Start of Material shown

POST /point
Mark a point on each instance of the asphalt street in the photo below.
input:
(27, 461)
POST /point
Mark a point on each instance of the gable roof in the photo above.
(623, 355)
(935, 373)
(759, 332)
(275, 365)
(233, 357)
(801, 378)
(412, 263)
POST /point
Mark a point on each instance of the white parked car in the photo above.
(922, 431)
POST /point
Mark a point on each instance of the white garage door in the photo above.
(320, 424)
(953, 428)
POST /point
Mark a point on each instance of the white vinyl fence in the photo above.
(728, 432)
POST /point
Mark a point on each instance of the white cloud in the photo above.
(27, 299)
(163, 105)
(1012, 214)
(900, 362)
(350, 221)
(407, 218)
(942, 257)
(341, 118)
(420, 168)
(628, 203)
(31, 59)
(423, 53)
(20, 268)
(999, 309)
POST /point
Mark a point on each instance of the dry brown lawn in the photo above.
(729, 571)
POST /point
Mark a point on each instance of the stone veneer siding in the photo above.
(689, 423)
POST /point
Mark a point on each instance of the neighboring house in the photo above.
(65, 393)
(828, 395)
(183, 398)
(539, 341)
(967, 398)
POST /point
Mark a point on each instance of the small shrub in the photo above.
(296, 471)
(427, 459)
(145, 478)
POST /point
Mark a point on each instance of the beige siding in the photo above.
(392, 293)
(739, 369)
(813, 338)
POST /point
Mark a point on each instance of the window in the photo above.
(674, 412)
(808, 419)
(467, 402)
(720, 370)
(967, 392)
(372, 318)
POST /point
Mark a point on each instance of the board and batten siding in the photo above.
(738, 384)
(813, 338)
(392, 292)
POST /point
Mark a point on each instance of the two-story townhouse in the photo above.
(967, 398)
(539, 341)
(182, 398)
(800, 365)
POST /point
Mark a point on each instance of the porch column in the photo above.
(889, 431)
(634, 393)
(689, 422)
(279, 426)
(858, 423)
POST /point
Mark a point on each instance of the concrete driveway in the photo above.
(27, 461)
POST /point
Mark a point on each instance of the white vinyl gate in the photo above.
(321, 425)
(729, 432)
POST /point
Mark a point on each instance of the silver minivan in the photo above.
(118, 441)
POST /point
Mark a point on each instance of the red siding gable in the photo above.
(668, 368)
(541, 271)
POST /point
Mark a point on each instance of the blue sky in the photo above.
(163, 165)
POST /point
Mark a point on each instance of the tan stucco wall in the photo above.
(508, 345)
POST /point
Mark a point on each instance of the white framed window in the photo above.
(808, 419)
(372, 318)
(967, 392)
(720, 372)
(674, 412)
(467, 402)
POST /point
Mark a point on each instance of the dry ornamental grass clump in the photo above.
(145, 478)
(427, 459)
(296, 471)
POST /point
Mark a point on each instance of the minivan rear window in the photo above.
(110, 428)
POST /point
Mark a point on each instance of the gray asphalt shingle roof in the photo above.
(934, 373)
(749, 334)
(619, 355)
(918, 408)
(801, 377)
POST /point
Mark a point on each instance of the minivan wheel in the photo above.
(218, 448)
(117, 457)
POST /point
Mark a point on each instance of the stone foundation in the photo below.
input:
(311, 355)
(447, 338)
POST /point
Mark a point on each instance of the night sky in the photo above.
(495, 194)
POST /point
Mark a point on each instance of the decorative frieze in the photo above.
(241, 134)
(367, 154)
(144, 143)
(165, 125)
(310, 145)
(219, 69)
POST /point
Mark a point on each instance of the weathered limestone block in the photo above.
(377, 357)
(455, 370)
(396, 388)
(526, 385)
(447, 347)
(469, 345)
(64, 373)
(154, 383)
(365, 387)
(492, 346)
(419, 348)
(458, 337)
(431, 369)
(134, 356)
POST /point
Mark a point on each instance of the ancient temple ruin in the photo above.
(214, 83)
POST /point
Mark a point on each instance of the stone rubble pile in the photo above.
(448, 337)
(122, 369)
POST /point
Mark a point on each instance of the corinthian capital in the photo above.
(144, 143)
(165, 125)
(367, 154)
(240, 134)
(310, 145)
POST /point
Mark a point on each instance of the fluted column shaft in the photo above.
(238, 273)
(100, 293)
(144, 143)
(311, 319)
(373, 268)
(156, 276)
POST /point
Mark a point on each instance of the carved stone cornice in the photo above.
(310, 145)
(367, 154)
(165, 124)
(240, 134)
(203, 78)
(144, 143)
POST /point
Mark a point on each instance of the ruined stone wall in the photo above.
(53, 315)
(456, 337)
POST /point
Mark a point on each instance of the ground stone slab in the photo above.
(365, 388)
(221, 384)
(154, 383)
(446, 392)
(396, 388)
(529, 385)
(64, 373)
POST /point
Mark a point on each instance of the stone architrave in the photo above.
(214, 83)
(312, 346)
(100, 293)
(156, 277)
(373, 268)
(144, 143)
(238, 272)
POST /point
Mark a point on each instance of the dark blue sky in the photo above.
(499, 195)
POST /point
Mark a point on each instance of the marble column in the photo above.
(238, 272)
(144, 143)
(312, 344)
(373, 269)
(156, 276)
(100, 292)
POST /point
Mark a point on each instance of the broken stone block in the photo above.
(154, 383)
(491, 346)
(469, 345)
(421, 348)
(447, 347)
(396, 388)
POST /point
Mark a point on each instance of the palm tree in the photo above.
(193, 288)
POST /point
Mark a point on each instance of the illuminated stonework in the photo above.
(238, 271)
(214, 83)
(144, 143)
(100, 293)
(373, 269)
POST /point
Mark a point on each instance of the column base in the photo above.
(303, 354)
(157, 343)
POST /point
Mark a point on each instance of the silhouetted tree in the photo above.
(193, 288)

End of Material shown

* _Exercise_
Among the lines above, find those containing the word "below" and copy each.

* _Expected output_
Mark a point on each instance of the asphalt street in the photo below.
Mark a point on each instance of the stone foundation in the photo below.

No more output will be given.